Look through the data below. Collect every line where the word "lawn" occurs.

-- Opening Marker --

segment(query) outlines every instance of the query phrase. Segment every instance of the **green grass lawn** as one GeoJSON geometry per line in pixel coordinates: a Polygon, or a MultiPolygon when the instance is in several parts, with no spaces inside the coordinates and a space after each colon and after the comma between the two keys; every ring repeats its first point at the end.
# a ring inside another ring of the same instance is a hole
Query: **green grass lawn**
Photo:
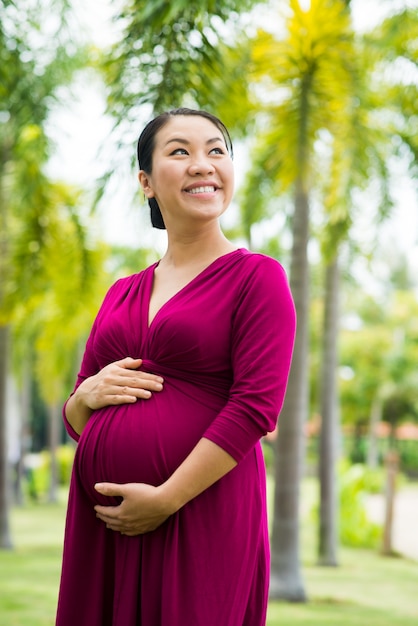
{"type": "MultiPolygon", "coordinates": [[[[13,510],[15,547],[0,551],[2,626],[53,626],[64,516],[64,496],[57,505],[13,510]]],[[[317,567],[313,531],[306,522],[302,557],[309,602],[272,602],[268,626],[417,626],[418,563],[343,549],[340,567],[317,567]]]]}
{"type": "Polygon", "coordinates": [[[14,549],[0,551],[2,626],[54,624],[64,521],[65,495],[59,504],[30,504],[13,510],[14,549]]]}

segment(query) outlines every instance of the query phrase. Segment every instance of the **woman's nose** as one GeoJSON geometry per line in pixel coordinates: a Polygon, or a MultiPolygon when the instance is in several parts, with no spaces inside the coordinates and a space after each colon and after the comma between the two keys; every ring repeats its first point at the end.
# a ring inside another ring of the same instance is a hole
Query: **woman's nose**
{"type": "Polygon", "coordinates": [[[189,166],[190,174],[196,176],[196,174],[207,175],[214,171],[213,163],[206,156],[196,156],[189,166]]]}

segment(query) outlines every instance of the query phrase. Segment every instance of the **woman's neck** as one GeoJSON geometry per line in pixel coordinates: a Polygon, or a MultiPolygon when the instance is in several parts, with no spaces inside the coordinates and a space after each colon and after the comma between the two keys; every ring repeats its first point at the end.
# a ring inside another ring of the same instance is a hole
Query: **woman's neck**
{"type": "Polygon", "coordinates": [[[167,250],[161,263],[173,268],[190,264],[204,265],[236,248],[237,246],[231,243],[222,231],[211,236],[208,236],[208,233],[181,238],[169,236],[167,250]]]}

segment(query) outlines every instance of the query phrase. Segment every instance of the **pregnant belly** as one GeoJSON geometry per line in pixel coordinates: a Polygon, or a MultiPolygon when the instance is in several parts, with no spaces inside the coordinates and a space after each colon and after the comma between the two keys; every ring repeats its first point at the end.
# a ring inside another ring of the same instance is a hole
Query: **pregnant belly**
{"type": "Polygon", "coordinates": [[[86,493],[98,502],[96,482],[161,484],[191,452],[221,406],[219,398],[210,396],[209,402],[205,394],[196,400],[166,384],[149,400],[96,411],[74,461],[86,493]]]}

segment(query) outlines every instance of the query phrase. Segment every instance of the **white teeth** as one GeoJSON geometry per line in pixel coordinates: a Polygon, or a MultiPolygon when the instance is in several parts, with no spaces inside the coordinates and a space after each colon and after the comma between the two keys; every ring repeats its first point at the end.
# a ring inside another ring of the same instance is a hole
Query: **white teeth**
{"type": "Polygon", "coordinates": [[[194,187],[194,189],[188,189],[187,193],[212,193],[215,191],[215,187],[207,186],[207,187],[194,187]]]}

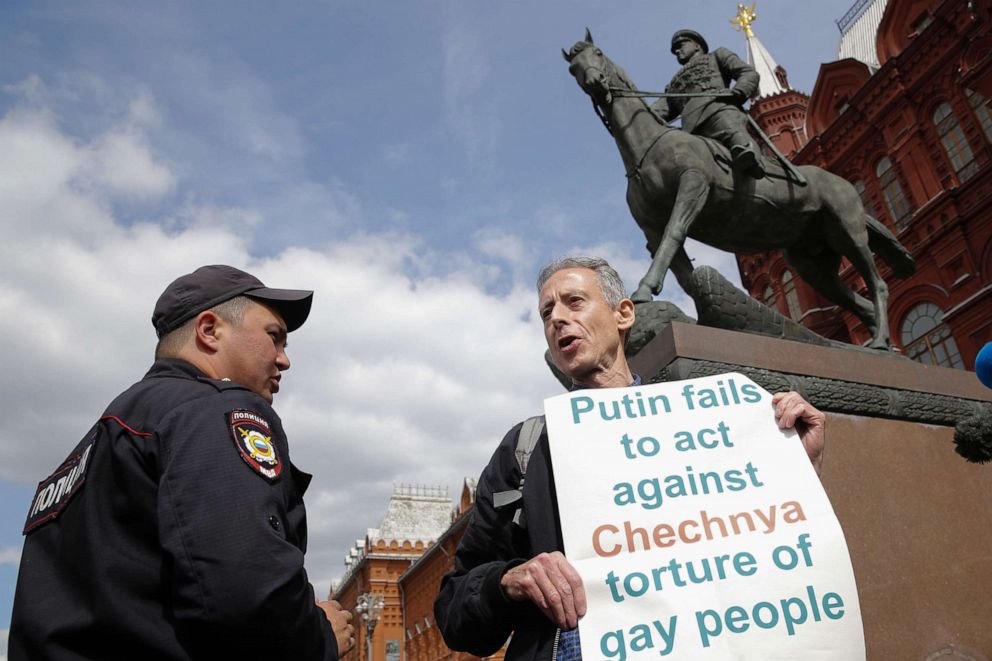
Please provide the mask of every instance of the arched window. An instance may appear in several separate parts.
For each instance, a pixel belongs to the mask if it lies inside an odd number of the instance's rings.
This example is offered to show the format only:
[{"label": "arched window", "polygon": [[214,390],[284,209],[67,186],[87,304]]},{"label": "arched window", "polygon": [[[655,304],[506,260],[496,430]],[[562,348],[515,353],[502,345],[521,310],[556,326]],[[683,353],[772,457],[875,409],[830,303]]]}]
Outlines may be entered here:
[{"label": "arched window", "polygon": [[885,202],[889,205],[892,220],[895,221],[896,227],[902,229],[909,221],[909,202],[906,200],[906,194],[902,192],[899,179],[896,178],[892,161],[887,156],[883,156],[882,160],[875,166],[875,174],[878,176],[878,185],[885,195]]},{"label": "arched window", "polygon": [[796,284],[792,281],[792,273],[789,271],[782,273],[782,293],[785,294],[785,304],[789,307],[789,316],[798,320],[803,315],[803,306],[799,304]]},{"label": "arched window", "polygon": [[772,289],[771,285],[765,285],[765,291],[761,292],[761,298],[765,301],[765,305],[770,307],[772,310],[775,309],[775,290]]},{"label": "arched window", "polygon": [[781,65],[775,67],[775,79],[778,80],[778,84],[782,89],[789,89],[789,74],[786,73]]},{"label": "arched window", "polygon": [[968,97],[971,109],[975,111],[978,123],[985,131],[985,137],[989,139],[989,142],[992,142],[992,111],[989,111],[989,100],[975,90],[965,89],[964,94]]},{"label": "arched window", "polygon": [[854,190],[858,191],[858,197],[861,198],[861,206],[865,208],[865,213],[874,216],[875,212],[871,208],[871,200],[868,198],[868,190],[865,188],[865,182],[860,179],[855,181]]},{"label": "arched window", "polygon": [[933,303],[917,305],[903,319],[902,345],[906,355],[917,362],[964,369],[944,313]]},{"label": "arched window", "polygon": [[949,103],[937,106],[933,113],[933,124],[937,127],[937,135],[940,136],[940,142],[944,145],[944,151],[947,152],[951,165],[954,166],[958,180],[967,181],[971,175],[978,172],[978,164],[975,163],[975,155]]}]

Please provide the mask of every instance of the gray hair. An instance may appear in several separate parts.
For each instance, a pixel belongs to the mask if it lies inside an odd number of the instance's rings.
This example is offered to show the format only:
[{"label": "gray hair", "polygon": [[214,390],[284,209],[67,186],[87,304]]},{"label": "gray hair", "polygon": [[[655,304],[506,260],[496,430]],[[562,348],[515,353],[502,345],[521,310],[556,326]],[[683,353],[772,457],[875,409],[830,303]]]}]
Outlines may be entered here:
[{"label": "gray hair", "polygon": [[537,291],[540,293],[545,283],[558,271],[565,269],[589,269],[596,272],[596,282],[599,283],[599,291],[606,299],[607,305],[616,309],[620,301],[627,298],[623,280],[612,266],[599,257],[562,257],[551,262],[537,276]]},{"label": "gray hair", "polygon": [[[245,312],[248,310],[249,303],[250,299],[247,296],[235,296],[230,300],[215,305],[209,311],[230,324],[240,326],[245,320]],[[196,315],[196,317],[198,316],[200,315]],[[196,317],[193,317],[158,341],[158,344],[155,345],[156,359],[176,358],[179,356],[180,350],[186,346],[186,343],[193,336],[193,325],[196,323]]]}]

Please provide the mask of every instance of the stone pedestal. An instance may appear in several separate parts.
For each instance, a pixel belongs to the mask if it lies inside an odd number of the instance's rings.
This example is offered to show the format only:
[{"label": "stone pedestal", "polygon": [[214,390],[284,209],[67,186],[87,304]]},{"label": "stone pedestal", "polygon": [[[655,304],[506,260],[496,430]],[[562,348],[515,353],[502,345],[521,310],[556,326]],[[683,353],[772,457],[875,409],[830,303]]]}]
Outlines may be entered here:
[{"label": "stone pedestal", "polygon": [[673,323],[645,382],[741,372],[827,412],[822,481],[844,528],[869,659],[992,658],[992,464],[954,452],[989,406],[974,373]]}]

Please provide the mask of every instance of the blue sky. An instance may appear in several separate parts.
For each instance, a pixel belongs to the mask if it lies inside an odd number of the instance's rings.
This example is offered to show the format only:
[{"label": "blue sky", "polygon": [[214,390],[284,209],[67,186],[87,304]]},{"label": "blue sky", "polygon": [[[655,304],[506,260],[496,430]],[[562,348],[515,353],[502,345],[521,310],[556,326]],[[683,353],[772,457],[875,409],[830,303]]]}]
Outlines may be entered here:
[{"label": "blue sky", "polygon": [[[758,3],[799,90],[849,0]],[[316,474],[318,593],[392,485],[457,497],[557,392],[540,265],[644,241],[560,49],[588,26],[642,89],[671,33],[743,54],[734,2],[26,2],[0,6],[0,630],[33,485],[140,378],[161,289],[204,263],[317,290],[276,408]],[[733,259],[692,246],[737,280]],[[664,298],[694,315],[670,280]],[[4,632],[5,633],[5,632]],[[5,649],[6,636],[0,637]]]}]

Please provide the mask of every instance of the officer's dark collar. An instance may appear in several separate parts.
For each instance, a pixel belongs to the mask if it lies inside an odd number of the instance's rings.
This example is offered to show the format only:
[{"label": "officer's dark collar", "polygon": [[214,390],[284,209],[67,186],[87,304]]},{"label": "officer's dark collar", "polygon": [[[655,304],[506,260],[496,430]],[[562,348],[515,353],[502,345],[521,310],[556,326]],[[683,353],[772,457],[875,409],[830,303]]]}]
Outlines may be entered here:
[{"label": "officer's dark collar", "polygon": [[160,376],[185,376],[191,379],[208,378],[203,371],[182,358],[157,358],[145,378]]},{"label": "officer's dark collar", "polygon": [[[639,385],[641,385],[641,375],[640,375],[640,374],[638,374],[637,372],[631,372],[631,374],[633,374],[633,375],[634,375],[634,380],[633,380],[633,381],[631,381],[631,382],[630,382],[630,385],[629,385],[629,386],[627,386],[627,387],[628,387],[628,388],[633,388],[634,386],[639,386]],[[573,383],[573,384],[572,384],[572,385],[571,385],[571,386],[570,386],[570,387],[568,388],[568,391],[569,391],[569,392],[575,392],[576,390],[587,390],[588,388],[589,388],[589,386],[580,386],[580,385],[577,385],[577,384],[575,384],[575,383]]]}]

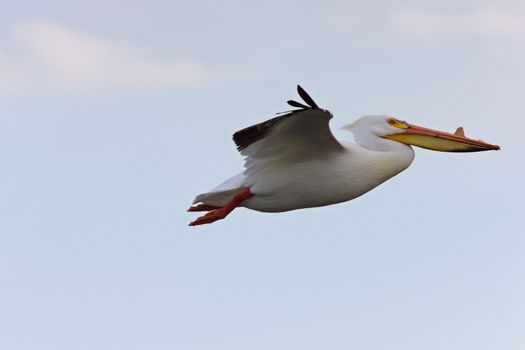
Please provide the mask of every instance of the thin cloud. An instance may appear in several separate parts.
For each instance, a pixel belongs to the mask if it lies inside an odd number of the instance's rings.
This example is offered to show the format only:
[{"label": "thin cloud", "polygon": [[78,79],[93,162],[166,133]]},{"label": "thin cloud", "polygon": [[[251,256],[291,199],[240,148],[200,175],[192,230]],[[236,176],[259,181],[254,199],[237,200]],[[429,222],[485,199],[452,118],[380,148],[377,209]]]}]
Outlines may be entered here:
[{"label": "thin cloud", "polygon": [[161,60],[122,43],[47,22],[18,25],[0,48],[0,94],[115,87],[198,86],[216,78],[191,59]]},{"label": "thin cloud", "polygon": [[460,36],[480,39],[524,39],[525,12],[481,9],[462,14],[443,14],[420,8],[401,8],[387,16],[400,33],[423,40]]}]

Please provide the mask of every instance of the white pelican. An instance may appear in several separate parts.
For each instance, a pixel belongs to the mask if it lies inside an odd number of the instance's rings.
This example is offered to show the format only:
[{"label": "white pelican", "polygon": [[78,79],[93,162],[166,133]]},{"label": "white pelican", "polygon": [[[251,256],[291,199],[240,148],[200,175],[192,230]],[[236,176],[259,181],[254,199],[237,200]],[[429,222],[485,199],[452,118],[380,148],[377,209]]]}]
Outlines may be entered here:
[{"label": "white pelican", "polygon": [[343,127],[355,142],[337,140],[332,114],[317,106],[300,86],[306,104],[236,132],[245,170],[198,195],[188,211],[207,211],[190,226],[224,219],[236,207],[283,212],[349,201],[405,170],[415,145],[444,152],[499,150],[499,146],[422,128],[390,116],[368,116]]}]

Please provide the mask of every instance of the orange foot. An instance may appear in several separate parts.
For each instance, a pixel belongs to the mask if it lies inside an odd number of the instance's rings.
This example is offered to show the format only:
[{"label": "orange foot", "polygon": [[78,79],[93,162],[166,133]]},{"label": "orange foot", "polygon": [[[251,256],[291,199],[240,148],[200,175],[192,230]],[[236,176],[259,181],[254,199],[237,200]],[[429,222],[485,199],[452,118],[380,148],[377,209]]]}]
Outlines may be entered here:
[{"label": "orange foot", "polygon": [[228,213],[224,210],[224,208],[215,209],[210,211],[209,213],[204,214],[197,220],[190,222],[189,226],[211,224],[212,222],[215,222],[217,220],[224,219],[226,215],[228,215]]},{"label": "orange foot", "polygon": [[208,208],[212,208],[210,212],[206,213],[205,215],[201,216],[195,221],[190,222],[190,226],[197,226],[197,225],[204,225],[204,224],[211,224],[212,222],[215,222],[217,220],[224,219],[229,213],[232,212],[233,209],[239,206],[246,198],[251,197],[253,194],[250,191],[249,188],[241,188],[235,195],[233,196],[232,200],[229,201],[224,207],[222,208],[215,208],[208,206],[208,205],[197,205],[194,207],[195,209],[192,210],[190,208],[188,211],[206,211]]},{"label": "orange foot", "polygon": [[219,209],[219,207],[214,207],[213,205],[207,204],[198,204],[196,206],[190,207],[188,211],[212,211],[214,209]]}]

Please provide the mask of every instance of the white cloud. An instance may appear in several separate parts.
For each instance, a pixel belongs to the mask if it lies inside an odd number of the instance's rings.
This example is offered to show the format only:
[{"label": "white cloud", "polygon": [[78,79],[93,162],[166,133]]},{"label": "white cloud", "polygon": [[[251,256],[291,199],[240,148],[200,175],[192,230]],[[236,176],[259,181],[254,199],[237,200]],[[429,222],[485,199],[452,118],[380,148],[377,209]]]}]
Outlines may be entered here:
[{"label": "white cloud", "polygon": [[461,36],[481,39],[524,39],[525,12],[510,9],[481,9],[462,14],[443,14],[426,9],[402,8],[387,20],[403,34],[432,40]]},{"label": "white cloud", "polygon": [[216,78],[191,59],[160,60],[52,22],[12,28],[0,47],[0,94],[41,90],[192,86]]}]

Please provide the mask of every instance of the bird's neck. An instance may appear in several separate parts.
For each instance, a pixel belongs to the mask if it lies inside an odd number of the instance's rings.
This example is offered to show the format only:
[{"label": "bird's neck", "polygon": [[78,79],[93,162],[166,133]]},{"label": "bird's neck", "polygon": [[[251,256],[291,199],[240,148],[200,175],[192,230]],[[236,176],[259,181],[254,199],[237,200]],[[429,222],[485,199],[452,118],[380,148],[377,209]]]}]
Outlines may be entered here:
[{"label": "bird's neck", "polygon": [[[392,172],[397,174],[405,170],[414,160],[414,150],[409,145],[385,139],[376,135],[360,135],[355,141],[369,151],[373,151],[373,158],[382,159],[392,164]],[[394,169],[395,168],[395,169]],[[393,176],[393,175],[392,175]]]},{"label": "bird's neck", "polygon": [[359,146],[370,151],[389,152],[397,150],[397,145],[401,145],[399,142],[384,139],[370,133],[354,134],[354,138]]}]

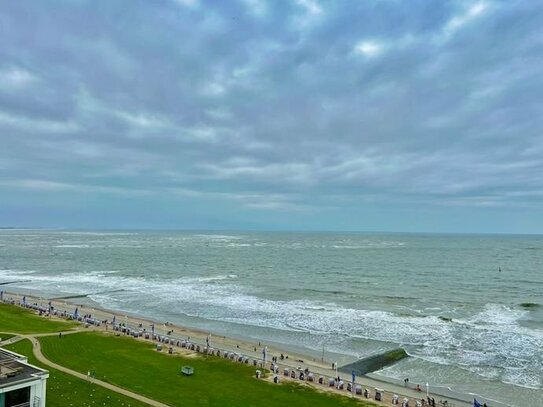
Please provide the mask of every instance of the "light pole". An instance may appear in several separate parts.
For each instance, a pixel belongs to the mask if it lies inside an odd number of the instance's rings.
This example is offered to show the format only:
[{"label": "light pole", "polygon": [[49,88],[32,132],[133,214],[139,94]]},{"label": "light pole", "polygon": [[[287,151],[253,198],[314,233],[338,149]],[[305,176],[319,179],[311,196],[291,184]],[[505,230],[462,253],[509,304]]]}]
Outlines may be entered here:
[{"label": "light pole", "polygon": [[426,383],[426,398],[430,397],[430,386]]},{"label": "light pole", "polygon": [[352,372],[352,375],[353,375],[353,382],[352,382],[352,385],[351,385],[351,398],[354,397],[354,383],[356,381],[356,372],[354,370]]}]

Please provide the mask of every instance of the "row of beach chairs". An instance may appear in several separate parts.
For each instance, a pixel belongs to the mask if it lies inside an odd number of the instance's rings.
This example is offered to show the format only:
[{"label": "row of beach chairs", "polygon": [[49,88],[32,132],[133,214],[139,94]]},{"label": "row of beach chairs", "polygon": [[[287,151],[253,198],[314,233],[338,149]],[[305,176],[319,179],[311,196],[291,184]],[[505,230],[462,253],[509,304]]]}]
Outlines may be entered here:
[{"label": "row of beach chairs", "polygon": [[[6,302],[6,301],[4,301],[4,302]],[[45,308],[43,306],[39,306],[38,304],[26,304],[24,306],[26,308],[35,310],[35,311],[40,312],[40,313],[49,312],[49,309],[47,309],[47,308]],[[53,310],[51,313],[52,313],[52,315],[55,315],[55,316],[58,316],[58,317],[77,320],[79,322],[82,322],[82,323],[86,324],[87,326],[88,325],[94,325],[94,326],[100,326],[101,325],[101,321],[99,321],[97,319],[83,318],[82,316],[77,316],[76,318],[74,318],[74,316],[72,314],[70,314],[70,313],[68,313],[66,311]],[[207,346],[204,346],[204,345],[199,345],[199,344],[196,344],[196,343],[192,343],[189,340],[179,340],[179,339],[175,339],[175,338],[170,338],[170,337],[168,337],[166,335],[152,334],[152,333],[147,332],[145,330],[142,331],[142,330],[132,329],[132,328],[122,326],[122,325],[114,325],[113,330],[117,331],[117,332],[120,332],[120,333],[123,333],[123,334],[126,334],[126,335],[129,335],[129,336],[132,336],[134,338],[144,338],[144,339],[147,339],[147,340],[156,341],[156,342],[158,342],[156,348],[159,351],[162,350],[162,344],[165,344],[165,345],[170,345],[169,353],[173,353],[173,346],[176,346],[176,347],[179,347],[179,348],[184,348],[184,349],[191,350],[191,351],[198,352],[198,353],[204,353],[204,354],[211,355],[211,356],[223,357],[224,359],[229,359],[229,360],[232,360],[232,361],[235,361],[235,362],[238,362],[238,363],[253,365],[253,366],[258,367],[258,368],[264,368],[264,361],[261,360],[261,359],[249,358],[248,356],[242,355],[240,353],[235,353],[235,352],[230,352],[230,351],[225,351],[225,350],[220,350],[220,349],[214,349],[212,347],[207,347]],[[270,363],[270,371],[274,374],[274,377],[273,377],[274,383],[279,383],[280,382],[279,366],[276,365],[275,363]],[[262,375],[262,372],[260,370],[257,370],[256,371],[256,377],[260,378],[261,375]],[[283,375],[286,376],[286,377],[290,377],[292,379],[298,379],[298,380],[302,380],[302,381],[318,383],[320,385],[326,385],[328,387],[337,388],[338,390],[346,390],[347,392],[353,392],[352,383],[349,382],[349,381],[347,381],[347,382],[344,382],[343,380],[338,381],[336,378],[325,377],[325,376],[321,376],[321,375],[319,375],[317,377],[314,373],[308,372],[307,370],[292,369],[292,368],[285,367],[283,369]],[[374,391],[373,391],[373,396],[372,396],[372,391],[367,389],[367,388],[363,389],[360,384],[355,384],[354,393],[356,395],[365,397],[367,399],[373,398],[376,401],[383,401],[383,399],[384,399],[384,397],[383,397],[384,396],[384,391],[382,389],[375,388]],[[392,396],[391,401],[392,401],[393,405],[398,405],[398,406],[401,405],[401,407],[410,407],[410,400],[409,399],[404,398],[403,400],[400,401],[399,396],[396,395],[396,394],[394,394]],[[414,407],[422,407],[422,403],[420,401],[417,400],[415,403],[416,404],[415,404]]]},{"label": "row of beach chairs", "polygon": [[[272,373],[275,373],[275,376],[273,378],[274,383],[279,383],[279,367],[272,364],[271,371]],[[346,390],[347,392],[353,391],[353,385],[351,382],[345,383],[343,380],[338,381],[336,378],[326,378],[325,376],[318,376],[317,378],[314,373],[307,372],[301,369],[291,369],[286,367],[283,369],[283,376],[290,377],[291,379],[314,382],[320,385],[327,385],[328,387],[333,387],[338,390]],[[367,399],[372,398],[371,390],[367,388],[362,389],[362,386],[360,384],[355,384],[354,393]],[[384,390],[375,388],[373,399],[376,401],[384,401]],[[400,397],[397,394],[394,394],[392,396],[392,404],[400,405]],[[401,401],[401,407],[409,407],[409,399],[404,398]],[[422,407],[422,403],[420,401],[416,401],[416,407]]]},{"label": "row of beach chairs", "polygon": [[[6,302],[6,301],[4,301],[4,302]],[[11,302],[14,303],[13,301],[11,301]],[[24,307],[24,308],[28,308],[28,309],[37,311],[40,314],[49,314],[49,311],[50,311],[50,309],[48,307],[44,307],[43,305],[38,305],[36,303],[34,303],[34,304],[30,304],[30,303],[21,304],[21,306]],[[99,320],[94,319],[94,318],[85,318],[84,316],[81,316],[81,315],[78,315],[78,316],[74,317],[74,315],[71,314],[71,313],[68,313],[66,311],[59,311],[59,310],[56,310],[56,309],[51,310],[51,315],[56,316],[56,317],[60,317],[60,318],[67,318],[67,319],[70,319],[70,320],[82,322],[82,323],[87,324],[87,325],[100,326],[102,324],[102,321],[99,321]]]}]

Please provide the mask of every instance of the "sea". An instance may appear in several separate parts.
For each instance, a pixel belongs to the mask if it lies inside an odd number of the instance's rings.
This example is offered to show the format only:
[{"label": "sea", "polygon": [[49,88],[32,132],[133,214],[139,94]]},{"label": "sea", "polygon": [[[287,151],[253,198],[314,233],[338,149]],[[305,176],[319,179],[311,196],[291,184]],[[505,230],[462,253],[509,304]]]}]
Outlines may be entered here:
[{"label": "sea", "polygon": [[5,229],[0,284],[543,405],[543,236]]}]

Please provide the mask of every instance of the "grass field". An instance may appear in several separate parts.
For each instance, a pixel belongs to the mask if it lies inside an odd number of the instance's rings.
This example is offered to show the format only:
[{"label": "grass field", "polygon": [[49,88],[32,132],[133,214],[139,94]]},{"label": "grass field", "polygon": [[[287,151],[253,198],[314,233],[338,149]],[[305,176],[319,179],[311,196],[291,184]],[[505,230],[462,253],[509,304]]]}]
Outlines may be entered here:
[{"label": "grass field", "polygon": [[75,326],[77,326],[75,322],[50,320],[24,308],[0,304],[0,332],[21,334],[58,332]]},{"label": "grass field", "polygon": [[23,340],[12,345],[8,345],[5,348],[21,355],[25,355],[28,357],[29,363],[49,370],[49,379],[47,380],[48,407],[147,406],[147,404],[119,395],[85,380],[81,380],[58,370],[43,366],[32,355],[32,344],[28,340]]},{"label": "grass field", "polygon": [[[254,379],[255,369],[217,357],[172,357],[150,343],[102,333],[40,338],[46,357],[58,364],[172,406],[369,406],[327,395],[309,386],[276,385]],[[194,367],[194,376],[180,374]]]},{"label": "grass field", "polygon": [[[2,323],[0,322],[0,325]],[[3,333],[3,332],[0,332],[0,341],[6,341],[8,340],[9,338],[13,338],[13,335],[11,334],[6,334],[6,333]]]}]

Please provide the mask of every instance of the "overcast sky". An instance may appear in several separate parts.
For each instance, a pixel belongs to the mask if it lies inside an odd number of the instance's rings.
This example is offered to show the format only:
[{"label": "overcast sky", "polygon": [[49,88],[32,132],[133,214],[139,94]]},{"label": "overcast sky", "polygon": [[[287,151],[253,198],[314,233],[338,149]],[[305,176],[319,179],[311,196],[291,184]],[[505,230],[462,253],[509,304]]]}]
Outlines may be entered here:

-- Closing Marker --

> Solution for this exercise
segment(query) outlines every instance of the query phrase. Segment every instance of the **green grass lawn** as one GeoJSON geometry per line in pixel coordinates: a Polygon, or a MultiPolygon when the instance is in several parts, with no spaces inside the coordinates and a space after each colon and after the comma between the two keys; every ring repeats its first point at the end.
Query: **green grass lawn**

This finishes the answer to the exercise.